-- Start --
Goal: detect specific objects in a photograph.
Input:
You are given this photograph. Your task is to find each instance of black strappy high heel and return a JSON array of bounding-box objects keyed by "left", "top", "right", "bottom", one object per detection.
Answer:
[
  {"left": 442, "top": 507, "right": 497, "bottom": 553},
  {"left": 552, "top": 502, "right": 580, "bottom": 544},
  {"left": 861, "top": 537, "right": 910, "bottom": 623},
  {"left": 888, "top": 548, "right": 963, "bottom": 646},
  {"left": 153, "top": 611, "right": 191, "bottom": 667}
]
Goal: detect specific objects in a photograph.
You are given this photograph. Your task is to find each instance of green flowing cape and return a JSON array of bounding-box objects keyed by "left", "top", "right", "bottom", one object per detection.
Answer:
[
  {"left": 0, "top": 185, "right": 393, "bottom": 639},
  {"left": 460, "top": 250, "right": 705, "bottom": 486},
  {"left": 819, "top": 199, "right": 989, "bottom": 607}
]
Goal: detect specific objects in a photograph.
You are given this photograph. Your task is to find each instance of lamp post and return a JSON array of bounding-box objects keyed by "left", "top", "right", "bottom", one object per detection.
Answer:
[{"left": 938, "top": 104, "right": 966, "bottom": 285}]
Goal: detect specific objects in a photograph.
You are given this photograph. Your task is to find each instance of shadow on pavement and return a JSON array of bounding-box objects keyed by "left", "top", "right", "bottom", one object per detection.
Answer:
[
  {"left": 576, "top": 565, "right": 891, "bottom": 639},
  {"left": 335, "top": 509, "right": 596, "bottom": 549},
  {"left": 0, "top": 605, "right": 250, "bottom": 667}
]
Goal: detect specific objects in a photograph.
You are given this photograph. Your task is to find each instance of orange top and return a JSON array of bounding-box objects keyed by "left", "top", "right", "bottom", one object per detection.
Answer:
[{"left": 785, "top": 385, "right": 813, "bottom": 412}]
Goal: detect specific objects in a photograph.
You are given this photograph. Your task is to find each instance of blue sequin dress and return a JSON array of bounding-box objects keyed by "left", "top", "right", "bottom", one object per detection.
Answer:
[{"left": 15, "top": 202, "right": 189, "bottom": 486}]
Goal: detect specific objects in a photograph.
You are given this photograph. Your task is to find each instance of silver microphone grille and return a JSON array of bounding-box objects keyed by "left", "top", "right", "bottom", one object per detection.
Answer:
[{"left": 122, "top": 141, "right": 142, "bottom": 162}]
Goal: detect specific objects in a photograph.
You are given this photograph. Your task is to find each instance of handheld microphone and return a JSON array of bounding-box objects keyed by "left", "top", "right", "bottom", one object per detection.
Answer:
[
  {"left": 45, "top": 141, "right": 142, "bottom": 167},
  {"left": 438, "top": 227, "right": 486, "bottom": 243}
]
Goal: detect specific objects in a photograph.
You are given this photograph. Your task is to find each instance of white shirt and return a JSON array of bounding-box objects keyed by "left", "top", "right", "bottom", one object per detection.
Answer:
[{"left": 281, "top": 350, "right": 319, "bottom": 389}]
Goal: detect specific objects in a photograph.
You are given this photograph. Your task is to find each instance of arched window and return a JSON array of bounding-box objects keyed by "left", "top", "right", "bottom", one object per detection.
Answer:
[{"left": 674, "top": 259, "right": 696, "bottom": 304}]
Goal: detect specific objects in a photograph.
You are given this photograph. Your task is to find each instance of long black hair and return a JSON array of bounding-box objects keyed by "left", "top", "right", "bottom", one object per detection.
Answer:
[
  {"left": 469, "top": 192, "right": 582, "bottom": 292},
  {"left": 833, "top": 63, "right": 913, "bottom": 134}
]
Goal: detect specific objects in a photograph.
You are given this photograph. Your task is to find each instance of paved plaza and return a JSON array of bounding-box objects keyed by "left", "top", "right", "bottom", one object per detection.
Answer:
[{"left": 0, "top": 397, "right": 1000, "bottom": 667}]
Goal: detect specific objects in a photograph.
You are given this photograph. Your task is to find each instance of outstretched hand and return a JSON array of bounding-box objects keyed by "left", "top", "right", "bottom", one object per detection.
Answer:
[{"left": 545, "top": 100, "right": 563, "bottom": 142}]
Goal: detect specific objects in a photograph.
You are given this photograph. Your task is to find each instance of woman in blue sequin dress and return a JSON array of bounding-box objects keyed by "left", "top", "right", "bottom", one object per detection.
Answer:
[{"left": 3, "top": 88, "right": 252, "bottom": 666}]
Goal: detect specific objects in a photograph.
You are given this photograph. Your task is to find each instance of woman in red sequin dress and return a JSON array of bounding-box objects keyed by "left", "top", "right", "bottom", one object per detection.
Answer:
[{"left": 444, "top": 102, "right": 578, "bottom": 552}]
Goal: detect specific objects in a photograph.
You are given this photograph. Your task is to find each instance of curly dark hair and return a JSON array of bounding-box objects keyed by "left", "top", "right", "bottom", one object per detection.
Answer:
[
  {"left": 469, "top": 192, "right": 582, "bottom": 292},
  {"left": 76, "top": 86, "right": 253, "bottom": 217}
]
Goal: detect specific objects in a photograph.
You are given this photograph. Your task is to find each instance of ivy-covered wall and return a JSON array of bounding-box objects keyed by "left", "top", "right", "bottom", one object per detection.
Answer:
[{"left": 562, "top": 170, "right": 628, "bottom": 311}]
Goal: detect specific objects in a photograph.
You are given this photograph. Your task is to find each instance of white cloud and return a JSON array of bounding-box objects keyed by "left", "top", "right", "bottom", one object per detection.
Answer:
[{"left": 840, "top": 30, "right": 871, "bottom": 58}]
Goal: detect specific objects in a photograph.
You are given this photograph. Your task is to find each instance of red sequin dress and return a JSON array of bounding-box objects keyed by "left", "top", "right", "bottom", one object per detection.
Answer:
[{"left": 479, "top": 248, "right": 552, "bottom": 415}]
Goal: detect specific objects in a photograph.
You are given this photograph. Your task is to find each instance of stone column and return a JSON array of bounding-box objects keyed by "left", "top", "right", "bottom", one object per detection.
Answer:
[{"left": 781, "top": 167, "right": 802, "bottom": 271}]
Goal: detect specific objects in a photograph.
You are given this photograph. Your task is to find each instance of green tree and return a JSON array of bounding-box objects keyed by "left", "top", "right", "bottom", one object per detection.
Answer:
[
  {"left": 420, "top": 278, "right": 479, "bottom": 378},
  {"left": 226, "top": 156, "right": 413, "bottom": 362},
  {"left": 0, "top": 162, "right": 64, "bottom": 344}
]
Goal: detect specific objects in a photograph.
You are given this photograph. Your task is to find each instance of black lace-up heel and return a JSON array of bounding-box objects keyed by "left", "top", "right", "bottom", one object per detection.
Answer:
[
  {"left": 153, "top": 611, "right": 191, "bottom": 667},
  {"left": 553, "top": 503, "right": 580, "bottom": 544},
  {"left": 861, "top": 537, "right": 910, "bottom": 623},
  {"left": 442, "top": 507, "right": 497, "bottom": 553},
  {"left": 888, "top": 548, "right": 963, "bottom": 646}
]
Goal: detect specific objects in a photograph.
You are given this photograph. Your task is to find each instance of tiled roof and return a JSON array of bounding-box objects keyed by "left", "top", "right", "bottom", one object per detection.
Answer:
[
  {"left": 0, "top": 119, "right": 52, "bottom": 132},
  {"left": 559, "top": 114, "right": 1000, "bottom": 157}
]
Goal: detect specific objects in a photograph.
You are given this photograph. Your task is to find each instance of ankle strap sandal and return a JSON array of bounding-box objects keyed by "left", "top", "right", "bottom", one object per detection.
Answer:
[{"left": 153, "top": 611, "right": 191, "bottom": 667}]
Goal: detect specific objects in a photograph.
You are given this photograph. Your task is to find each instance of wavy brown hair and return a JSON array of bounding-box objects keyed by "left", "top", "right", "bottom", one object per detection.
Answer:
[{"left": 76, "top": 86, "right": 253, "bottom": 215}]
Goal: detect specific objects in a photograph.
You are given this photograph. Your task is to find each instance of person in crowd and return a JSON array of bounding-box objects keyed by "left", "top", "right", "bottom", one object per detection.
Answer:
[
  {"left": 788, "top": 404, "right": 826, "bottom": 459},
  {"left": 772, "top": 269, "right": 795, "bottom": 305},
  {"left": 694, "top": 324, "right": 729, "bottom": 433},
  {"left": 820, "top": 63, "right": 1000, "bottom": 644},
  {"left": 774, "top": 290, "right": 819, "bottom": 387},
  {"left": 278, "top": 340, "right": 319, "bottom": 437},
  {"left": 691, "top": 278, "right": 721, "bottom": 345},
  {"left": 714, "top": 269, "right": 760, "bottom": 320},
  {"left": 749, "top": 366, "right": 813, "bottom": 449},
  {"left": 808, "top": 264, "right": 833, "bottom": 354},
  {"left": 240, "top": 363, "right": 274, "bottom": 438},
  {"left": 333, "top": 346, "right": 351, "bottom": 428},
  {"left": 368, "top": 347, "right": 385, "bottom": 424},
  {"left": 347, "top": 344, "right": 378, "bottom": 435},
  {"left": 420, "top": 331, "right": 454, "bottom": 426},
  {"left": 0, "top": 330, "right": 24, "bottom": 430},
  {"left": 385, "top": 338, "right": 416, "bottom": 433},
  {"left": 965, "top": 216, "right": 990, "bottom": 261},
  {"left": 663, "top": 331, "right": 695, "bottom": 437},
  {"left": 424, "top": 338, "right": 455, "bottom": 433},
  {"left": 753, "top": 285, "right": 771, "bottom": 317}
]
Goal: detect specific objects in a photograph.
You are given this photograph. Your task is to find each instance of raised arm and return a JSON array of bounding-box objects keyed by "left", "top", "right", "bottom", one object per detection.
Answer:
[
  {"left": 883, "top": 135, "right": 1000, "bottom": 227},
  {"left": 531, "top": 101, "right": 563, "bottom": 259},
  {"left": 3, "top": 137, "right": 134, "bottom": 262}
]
-- End --
### PROBLEM TO SOLVE
How many of the lines above contain the word "white"? Reply with the number alone.

### SOLUTION
2